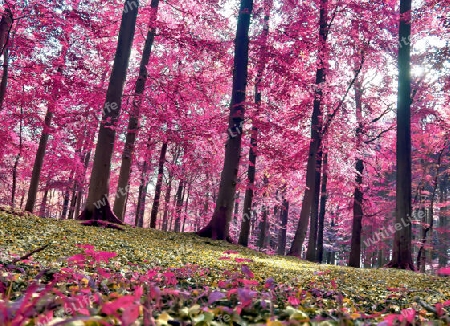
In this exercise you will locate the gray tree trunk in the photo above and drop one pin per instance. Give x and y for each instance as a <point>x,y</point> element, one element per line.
<point>133,123</point>
<point>401,253</point>
<point>97,205</point>
<point>218,227</point>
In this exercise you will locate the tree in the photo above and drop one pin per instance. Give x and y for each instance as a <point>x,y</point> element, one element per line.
<point>218,227</point>
<point>358,213</point>
<point>133,123</point>
<point>401,252</point>
<point>252,154</point>
<point>314,155</point>
<point>99,181</point>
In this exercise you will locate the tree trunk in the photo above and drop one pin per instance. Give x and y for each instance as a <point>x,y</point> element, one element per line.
<point>140,207</point>
<point>443,224</point>
<point>66,197</point>
<point>38,162</point>
<point>97,205</point>
<point>355,246</point>
<point>236,208</point>
<point>133,123</point>
<point>427,227</point>
<point>5,28</point>
<point>16,162</point>
<point>43,207</point>
<point>179,205</point>
<point>323,203</point>
<point>4,81</point>
<point>186,203</point>
<point>316,139</point>
<point>358,213</point>
<point>155,207</point>
<point>401,253</point>
<point>248,199</point>
<point>262,228</point>
<point>218,227</point>
<point>282,233</point>
<point>75,205</point>
<point>166,202</point>
<point>314,217</point>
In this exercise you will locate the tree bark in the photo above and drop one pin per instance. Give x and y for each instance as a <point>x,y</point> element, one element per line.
<point>179,205</point>
<point>218,227</point>
<point>166,202</point>
<point>314,217</point>
<point>358,213</point>
<point>140,207</point>
<point>443,222</point>
<point>401,253</point>
<point>248,199</point>
<point>323,203</point>
<point>316,138</point>
<point>133,123</point>
<point>101,170</point>
<point>186,204</point>
<point>38,162</point>
<point>427,227</point>
<point>16,162</point>
<point>262,228</point>
<point>5,28</point>
<point>4,81</point>
<point>158,186</point>
<point>282,233</point>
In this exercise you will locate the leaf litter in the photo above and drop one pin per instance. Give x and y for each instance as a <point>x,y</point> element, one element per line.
<point>95,276</point>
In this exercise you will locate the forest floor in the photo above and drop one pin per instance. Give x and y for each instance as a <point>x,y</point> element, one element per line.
<point>94,276</point>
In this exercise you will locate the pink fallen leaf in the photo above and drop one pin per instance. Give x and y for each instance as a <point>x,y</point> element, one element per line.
<point>247,272</point>
<point>215,296</point>
<point>443,271</point>
<point>130,314</point>
<point>293,301</point>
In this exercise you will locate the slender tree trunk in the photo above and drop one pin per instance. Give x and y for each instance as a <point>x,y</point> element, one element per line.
<point>38,162</point>
<point>248,199</point>
<point>66,196</point>
<point>75,205</point>
<point>262,228</point>
<point>314,218</point>
<point>218,227</point>
<point>179,205</point>
<point>16,162</point>
<point>427,227</point>
<point>166,202</point>
<point>358,213</point>
<point>5,28</point>
<point>282,233</point>
<point>133,123</point>
<point>323,203</point>
<point>444,214</point>
<point>140,207</point>
<point>316,139</point>
<point>155,207</point>
<point>43,206</point>
<point>401,253</point>
<point>101,170</point>
<point>186,203</point>
<point>236,208</point>
<point>4,81</point>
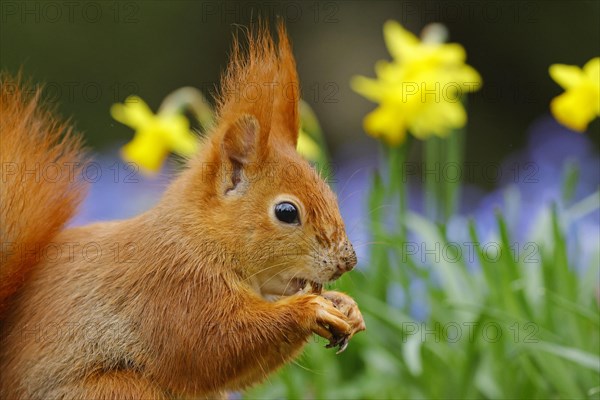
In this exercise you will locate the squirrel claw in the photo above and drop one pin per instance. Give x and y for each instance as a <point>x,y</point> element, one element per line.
<point>341,342</point>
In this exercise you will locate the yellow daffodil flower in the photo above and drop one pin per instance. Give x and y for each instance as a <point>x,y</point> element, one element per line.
<point>580,103</point>
<point>156,135</point>
<point>420,90</point>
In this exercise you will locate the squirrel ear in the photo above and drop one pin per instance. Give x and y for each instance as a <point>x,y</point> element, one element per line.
<point>240,142</point>
<point>241,146</point>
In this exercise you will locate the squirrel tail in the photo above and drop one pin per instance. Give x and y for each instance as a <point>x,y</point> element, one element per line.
<point>40,170</point>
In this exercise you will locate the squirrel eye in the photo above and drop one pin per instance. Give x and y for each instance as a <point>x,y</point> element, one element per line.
<point>287,212</point>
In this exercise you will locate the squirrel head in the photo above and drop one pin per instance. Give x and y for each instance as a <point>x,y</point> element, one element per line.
<point>251,202</point>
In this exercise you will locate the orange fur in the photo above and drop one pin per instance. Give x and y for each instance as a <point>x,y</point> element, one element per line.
<point>33,147</point>
<point>197,296</point>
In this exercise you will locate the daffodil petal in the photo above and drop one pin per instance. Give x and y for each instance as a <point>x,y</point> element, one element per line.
<point>567,76</point>
<point>145,153</point>
<point>386,123</point>
<point>574,108</point>
<point>400,42</point>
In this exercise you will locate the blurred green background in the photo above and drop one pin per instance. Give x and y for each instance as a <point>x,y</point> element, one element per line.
<point>93,54</point>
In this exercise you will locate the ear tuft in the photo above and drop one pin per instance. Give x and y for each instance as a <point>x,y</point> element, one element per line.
<point>241,147</point>
<point>241,140</point>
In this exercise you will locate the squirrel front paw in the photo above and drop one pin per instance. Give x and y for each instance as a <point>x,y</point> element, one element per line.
<point>329,322</point>
<point>354,318</point>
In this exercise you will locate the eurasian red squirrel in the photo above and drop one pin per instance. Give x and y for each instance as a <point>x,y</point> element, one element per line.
<point>203,294</point>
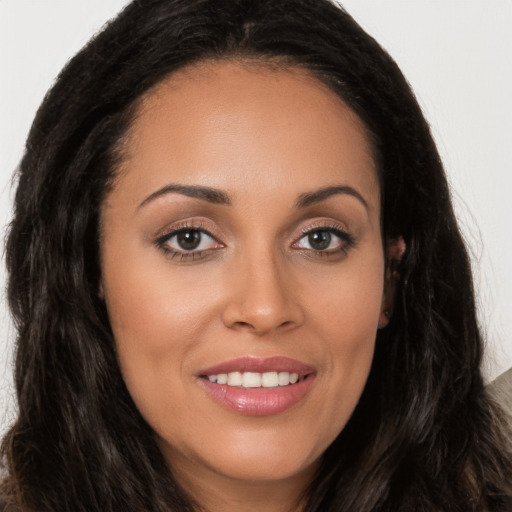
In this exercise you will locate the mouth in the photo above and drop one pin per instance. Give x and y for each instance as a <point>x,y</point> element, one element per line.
<point>256,379</point>
<point>258,387</point>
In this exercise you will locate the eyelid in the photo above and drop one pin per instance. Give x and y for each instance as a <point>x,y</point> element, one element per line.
<point>338,229</point>
<point>171,231</point>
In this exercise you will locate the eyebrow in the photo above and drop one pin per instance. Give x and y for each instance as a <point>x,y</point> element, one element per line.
<point>310,198</point>
<point>216,196</point>
<point>212,195</point>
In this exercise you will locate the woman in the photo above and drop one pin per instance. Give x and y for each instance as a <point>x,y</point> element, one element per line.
<point>238,281</point>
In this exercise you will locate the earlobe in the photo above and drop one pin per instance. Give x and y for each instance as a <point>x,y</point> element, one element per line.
<point>395,250</point>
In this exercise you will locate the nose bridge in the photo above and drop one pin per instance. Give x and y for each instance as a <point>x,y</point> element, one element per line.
<point>260,299</point>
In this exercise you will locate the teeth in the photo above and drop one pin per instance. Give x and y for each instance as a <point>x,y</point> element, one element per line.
<point>255,380</point>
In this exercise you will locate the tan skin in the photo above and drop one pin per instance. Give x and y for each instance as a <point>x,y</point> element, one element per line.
<point>256,286</point>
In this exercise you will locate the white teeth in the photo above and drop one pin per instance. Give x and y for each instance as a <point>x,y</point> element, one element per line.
<point>283,378</point>
<point>234,379</point>
<point>269,380</point>
<point>254,379</point>
<point>251,380</point>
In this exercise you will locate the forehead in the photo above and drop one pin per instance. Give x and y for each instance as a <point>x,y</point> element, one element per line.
<point>236,125</point>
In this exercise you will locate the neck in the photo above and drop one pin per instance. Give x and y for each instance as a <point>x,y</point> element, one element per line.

**TO DO**
Rewrite every line of the records above as a numbered list, with blank lines omitted and the pictures left out.

**THE OUTPUT**
1. In this exercise you will locate the gray tree trunk in the photo above and drop one pin per instance. Give x and y for each instance as a <point>x,y</point> element, one element per line.
2. <point>133,123</point>
3. <point>401,253</point>
4. <point>97,205</point>
5. <point>218,227</point>
6. In this exercise you will locate the tree in the photo above and drop one pin per instance. Give x and y for each instance as a <point>x,y</point> element, one element per line.
7. <point>218,227</point>
8. <point>358,213</point>
9. <point>133,123</point>
10. <point>401,252</point>
11. <point>252,154</point>
12. <point>314,155</point>
13. <point>99,181</point>
14. In this exercise you will locate the tree trunk in the photo above and drop one pin per instance. Give x and y for each instance as a <point>x,y</point> element, one element per line.
15. <point>140,207</point>
16. <point>443,224</point>
17. <point>66,197</point>
18. <point>38,162</point>
19. <point>97,205</point>
20. <point>355,246</point>
21. <point>236,208</point>
22. <point>133,123</point>
23. <point>427,227</point>
24. <point>5,28</point>
25. <point>16,162</point>
26. <point>43,207</point>
27. <point>179,205</point>
28. <point>323,203</point>
29. <point>4,81</point>
30. <point>186,203</point>
31. <point>316,139</point>
32. <point>358,213</point>
33. <point>155,207</point>
34. <point>401,253</point>
35. <point>248,199</point>
36. <point>262,228</point>
37. <point>218,227</point>
38. <point>282,233</point>
39. <point>75,205</point>
40. <point>166,202</point>
41. <point>314,217</point>
42. In this exercise you will locate the tree bark in the photo above and drop one pin per instance. Give x and y for each instance as a <point>x,y</point> element, one element per line.
43. <point>179,205</point>
44. <point>218,227</point>
45. <point>166,202</point>
46. <point>314,217</point>
47. <point>358,213</point>
48. <point>140,207</point>
49. <point>443,222</point>
50. <point>401,253</point>
51. <point>248,199</point>
52. <point>323,203</point>
53. <point>316,138</point>
54. <point>133,123</point>
55. <point>101,170</point>
56. <point>186,204</point>
57. <point>38,162</point>
58. <point>427,227</point>
59. <point>16,162</point>
60. <point>262,228</point>
61. <point>5,28</point>
62. <point>4,81</point>
63. <point>158,186</point>
64. <point>282,233</point>
65. In this exercise you will locate the leaf litter in the photo above and drop one pin per instance. Give x and y for each instance as a <point>x,y</point> element, one element per line.
66. <point>95,276</point>
67. In this exercise you will locate the forest floor in the photo above and drop one pin per instance. Give x and y for each instance as a <point>x,y</point> element, one element per line.
68. <point>94,276</point>
69. In this exercise you will locate the pink fallen leaf in the photo above and drop one pin per instance. Give x and y for each instance as a <point>x,y</point> element, one element per line.
70. <point>247,272</point>
71. <point>215,296</point>
72. <point>443,271</point>
73. <point>130,314</point>
74. <point>293,301</point>
75. In this exercise you will locate the slender tree trunk in the photo above and drop one pin per instance. Give x and y for each instance as a <point>x,y</point> element, one element per line.
76. <point>38,162</point>
77. <point>248,199</point>
78. <point>66,196</point>
79. <point>75,205</point>
80. <point>262,228</point>
81. <point>314,218</point>
82. <point>218,227</point>
83. <point>179,205</point>
84. <point>16,162</point>
85. <point>427,227</point>
86. <point>166,202</point>
87. <point>358,213</point>
88. <point>5,28</point>
89. <point>282,233</point>
90. <point>133,123</point>
91. <point>323,203</point>
92. <point>444,214</point>
93. <point>140,207</point>
94. <point>316,139</point>
95. <point>155,207</point>
96. <point>43,206</point>
97. <point>401,253</point>
98. <point>101,170</point>
99. <point>186,203</point>
100. <point>236,208</point>
101. <point>4,81</point>
102. In this exercise you will locate the squirrel claw in the photo above and drop one pin per instance. Give x and y for each instance as a <point>x,y</point> element, one element per line.
103. <point>341,342</point>
104. In this exercise you will locate the yellow daffodil flower in the photo above and drop one pin per instance. Give x and y for each instance as a <point>x,y</point> element, one element per line.
105. <point>580,103</point>
106. <point>156,135</point>
107. <point>420,90</point>
108. In this exercise you will locate the squirrel ear in the photo above and drop one pin per instance. Give x and y for each instance as a <point>x,y</point> element, one element per line.
109. <point>240,142</point>
110. <point>241,146</point>
111. In this exercise you will locate the squirrel tail in the photo above and drop one pin per instance. Give x and y for each instance as a <point>x,y</point> element, one element per line.
112. <point>40,170</point>
113. In this exercise you will locate the squirrel eye in the photo above and drop one pin per instance. Give x and y for each instance as a <point>x,y</point> element, one element per line.
114. <point>287,212</point>
115. In this exercise you will locate the squirrel head in the photo above and drop one pin per instance. Give x and y for each instance as a <point>x,y</point> element, one element per line.
116. <point>251,202</point>
117. In this exercise you will locate the orange fur in the photo above and drop one pin per instance. Give x and y for each instance as a <point>x,y</point> element, one element per line.
118. <point>33,147</point>
119. <point>197,296</point>
120. In this exercise you will locate the daffodil petal in the photo above and drop one pin per instance. Give x and y for each instance as a <point>x,y</point> element, one element per line.
121. <point>567,76</point>
122. <point>145,153</point>
123. <point>386,123</point>
124. <point>574,108</point>
125. <point>400,42</point>
126. In this exercise you will locate the blurred green background in the photo above and drop one pin per instance. Give x and y for each instance as a <point>x,y</point> element, one element per line.
127. <point>93,54</point>
128. In this exercise you will locate the ear tuft in the photo above and drop one pin per instance. Give x and y for each instance as a <point>x,y</point> element, one element per line.
129. <point>241,147</point>
130. <point>241,140</point>
131. In this exercise you will locate the squirrel front paw in the photo above and drop one pin per instance. Give x and y for each instance as a <point>x,y</point> element, one element per line.
132. <point>329,322</point>
133. <point>354,318</point>
134. In this exercise you will locate the eurasian red squirrel in the photo above and drop one pin per instance. Give x and y for each instance as a <point>x,y</point> element, one element per line.
135. <point>203,294</point>
136. In this exercise you will locate the mouth in the photo above and drop one pin per instance. Give x and y for each instance as a <point>x,y</point> element, one element per line.
137. <point>256,379</point>
138. <point>258,387</point>
139. In this exercise you will locate the eyelid in the photo above and drop one pin per instance. Give x and y for each instance as a <point>x,y</point> element, one element per line.
140. <point>338,229</point>
141. <point>171,231</point>
142. In this exercise you will locate the eyebrow in the photo above and drop one pin per instance. Give x and y for each instance as a <point>x,y</point> element, one element per line.
143. <point>310,198</point>
144. <point>216,196</point>
145. <point>212,195</point>
146. In this exercise you will locate the woman in the photo above and drop one pin per instance. Give x and y for each instance as a <point>x,y</point> element, one element per line.
147. <point>238,281</point>
148. In this exercise you will locate the earlobe in the photo above and drop one pin per instance. Give x and y for each instance as a <point>x,y</point> element, one element per line.
149. <point>395,250</point>
150. In this exercise you will locate the nose bridge in the photo above and drop one pin per instance. Give x and y for each instance as a <point>x,y</point> element, one element per line.
151. <point>260,299</point>
152. In this exercise you will locate the teeth in the photo above and drop one pin per instance. Give x and y for each instance as a <point>x,y</point> element, one element per line.
153. <point>255,380</point>
154. In this exercise you will locate the tan skin in the photo above and drop one pin per instance. Give x and y for each instance as a <point>x,y</point> element, one element per line.
155. <point>256,286</point>
156. In this exercise you will locate the white teeth in the photo above and drop one pin per instance. Give x and y for each instance as a <point>x,y</point> element, one element per line.
157. <point>283,378</point>
158. <point>234,379</point>
159. <point>269,380</point>
160. <point>254,379</point>
161. <point>251,380</point>
162. In this exercise you will locate the forehead in the photo above and drop one pin per instance. Give x and y for each instance as a <point>x,y</point> element, one element per line.
163. <point>236,125</point>
164. In this exercise you will locate the neck in the photo above and drop one pin per instance. Give x and y for each instance as a <point>x,y</point> element, one element per line.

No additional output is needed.